Work order:
Below are records; copy every line in them that holds the word "white".

Stored data entries:

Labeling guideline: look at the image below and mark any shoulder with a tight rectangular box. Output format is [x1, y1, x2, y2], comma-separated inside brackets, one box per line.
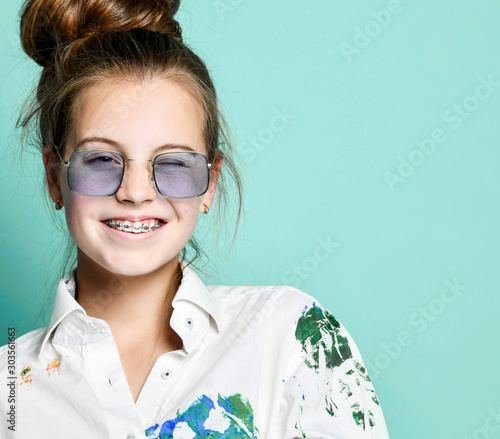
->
[208, 284, 348, 351]
[209, 283, 319, 306]
[208, 283, 325, 321]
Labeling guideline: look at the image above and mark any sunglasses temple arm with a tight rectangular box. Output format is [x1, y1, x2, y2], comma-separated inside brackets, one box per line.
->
[53, 146, 69, 166]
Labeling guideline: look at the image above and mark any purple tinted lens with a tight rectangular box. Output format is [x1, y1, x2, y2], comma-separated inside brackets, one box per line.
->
[67, 150, 124, 196]
[154, 152, 209, 198]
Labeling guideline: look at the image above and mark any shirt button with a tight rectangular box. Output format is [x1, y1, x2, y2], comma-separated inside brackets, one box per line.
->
[161, 369, 172, 380]
[185, 318, 194, 328]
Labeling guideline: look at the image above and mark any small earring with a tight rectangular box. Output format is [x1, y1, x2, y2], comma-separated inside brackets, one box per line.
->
[55, 199, 63, 210]
[203, 203, 209, 214]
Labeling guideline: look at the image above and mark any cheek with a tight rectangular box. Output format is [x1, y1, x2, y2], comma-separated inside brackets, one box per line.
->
[172, 198, 201, 228]
[63, 193, 100, 235]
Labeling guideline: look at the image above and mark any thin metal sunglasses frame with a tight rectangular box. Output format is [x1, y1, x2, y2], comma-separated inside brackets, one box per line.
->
[53, 146, 215, 199]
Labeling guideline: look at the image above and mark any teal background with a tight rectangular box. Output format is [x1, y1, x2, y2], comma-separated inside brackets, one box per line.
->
[1, 0, 499, 437]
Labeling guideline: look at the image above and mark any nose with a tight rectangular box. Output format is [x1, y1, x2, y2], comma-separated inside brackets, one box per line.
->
[115, 159, 157, 203]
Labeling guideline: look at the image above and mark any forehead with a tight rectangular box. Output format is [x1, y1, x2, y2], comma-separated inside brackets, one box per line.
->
[69, 77, 206, 155]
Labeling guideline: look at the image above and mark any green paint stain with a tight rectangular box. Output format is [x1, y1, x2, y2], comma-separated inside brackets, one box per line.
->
[295, 302, 352, 372]
[296, 381, 305, 401]
[294, 420, 306, 438]
[351, 403, 365, 429]
[350, 403, 376, 430]
[338, 379, 352, 398]
[354, 360, 372, 382]
[294, 303, 380, 434]
[369, 411, 375, 427]
[145, 394, 259, 438]
[294, 404, 306, 438]
[352, 409, 364, 427]
[180, 395, 213, 431]
[217, 393, 255, 434]
[325, 394, 338, 417]
[365, 388, 380, 406]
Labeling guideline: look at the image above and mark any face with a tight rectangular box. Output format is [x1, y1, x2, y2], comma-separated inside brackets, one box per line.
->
[43, 78, 221, 277]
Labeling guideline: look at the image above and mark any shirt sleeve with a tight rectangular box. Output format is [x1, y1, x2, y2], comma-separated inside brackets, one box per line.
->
[280, 301, 390, 439]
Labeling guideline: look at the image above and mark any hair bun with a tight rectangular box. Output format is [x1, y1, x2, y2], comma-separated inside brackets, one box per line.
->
[20, 0, 182, 67]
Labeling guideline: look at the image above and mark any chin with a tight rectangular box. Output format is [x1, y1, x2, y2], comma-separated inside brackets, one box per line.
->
[77, 243, 182, 277]
[100, 256, 176, 278]
[101, 263, 162, 278]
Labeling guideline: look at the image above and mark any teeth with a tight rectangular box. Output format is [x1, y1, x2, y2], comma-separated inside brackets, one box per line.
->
[123, 221, 132, 232]
[132, 222, 142, 234]
[105, 219, 162, 233]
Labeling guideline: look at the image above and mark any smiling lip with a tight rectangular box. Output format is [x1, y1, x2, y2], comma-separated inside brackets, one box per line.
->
[101, 219, 166, 238]
[102, 216, 167, 222]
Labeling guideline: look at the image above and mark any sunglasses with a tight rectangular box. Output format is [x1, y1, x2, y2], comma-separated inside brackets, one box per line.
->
[55, 148, 214, 199]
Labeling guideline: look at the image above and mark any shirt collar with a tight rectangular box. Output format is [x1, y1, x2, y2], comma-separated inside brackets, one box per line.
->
[172, 261, 220, 327]
[40, 269, 81, 355]
[39, 261, 221, 357]
[170, 262, 221, 354]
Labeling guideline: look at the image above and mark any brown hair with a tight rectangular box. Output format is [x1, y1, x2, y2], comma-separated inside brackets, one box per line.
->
[18, 0, 244, 281]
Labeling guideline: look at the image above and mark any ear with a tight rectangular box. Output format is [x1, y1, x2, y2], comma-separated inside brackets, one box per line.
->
[200, 151, 223, 213]
[42, 146, 63, 205]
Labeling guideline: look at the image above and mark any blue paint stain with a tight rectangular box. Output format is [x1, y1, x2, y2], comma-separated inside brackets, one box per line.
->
[145, 393, 259, 439]
[146, 424, 159, 437]
[311, 302, 325, 319]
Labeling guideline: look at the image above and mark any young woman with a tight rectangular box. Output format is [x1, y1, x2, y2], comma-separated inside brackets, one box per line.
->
[1, 0, 390, 437]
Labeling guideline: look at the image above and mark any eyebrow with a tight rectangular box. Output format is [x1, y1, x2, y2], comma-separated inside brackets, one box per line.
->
[74, 137, 196, 154]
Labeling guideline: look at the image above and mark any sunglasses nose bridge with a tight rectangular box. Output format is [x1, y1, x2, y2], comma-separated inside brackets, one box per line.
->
[121, 158, 155, 189]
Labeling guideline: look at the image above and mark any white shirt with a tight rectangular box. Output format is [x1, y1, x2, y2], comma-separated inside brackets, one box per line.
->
[0, 263, 389, 439]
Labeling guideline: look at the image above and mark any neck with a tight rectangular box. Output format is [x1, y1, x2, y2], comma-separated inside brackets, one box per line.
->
[74, 250, 183, 350]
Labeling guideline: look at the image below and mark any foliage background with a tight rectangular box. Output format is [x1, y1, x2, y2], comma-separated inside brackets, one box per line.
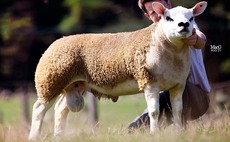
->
[0, 0, 229, 86]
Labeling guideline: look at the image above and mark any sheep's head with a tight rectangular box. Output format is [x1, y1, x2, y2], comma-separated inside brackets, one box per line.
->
[152, 1, 207, 45]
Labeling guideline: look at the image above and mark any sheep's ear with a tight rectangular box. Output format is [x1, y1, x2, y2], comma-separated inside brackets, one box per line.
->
[192, 1, 207, 16]
[152, 2, 166, 16]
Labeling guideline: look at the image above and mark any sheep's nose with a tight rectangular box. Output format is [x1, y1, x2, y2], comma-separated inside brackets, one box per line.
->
[178, 22, 189, 28]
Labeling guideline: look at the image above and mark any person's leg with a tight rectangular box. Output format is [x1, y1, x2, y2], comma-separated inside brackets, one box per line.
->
[128, 108, 150, 132]
[182, 82, 210, 121]
[158, 91, 173, 127]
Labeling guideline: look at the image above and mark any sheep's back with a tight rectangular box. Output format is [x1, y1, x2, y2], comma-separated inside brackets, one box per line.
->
[78, 24, 156, 87]
[35, 24, 157, 102]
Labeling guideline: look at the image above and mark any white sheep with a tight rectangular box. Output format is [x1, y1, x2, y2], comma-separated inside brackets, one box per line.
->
[28, 1, 207, 140]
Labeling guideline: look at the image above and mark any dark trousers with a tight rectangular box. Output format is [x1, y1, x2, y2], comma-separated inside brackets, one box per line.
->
[182, 82, 210, 121]
[159, 82, 210, 125]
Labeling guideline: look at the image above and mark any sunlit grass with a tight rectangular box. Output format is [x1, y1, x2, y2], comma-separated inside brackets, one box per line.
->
[0, 95, 230, 142]
[0, 97, 23, 125]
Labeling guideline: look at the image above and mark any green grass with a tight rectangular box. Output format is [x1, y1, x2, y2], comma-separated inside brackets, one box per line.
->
[0, 95, 230, 142]
[0, 97, 24, 125]
[97, 95, 146, 127]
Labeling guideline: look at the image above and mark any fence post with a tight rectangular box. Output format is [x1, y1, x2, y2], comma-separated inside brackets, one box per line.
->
[21, 82, 30, 127]
[87, 92, 98, 128]
[0, 111, 3, 124]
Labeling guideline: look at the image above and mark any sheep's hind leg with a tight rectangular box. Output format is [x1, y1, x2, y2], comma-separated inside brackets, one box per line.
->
[28, 97, 57, 141]
[54, 83, 84, 137]
[54, 94, 69, 137]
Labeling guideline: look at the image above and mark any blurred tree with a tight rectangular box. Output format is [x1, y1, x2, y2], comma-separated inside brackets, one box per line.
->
[32, 0, 67, 32]
[0, 0, 34, 82]
[0, 0, 229, 88]
[201, 1, 230, 82]
[58, 0, 112, 34]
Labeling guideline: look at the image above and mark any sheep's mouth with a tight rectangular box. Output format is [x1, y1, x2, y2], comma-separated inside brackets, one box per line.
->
[178, 28, 190, 37]
[178, 28, 189, 34]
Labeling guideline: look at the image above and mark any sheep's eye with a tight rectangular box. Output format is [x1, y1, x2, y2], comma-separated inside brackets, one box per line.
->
[166, 16, 174, 22]
[189, 17, 194, 22]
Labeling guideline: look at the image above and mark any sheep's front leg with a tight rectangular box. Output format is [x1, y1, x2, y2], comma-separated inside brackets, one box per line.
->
[29, 97, 57, 141]
[169, 85, 185, 128]
[144, 84, 160, 132]
[54, 95, 69, 137]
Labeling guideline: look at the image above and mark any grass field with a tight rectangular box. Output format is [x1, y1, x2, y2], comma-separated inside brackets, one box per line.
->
[0, 95, 229, 142]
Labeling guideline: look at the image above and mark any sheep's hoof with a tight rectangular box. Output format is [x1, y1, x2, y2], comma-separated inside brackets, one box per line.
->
[66, 92, 84, 112]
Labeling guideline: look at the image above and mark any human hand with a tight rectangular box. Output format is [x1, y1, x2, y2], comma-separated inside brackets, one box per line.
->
[183, 28, 206, 49]
[183, 28, 198, 47]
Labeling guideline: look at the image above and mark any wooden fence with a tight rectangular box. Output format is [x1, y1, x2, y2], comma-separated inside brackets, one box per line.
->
[209, 81, 230, 113]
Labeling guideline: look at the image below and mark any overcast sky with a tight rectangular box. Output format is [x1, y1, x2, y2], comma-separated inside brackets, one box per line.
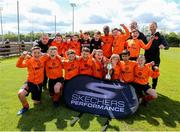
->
[1, 0, 180, 34]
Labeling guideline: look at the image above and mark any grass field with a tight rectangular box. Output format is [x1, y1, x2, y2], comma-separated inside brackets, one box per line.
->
[0, 48, 180, 131]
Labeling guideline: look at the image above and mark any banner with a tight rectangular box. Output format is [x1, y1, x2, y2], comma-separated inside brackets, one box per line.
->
[64, 75, 139, 119]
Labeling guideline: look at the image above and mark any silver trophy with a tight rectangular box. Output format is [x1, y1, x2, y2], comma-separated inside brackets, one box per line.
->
[105, 63, 113, 80]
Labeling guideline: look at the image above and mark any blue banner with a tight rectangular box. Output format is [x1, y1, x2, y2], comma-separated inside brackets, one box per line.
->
[64, 75, 139, 119]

Answer for this exercise:
Labeling guideline: look at the image above and mark any white shirt with a tight rectangular box. Output format is [x1, y1, x2, y2], comma-separated inside brackets, one box per line.
Labeling guideline: look at the image above and mark any white sheep with a tight rectangular box. Output format is [x1, y1, x2, y2], comma-separated inside brackets, one box per line.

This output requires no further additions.